MATERIAL FOR THIS TASK
○ ○ ○

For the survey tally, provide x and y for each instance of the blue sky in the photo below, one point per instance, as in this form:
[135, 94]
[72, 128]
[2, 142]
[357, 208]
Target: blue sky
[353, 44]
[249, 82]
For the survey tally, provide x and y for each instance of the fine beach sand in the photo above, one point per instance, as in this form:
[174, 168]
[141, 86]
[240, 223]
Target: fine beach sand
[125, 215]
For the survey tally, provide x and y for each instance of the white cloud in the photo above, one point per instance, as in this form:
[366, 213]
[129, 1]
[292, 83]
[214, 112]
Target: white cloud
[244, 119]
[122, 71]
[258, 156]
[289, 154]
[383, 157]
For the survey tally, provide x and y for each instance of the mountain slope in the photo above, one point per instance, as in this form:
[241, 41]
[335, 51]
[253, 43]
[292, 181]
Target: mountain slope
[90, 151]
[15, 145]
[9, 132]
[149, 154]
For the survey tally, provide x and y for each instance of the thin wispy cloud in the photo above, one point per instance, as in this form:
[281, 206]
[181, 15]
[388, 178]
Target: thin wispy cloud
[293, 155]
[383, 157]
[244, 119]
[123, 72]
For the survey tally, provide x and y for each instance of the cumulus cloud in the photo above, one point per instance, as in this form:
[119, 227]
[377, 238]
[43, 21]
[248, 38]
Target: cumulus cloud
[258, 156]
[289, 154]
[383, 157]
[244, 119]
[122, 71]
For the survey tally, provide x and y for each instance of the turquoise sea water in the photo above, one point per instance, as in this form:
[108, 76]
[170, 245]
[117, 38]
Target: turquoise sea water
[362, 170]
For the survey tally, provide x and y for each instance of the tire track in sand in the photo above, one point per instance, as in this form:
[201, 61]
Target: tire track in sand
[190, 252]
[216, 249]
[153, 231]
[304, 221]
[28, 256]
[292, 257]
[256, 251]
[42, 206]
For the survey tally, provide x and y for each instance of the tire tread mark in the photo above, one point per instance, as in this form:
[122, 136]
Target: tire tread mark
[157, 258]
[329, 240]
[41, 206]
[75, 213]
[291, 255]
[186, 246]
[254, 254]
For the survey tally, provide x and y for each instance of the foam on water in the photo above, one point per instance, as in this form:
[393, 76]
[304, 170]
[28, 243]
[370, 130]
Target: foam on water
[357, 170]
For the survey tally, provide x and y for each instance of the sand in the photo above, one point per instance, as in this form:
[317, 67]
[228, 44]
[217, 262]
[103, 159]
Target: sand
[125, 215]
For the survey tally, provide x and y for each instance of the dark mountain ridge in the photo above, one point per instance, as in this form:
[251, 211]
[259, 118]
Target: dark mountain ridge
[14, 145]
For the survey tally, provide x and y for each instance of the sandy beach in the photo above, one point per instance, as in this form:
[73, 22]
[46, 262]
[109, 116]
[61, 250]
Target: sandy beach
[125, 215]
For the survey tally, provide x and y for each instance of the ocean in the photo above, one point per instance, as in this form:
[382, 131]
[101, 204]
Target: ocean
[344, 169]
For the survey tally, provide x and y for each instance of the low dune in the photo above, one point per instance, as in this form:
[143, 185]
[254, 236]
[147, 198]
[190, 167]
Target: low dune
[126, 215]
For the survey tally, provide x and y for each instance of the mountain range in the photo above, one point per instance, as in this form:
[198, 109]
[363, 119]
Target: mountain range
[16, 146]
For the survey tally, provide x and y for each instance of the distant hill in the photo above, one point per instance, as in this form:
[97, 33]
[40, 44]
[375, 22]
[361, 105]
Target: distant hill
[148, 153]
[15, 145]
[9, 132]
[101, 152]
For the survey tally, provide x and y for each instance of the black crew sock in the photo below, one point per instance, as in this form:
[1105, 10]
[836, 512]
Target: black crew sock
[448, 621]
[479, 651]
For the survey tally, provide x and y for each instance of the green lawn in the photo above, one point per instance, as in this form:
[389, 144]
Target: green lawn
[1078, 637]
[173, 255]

○ ○ ○

EXERCISE DESCRIPTION
What lines in the material include the string "below"? Pull each one out.

RESPONSE
For the survey tally, provide x and y for each instance of the blue sky in the photo below, one point per instance, as in this form:
For the survey tally, provide x and y for each instance of the black crew sock in the photo below, one point per instance, as in this form:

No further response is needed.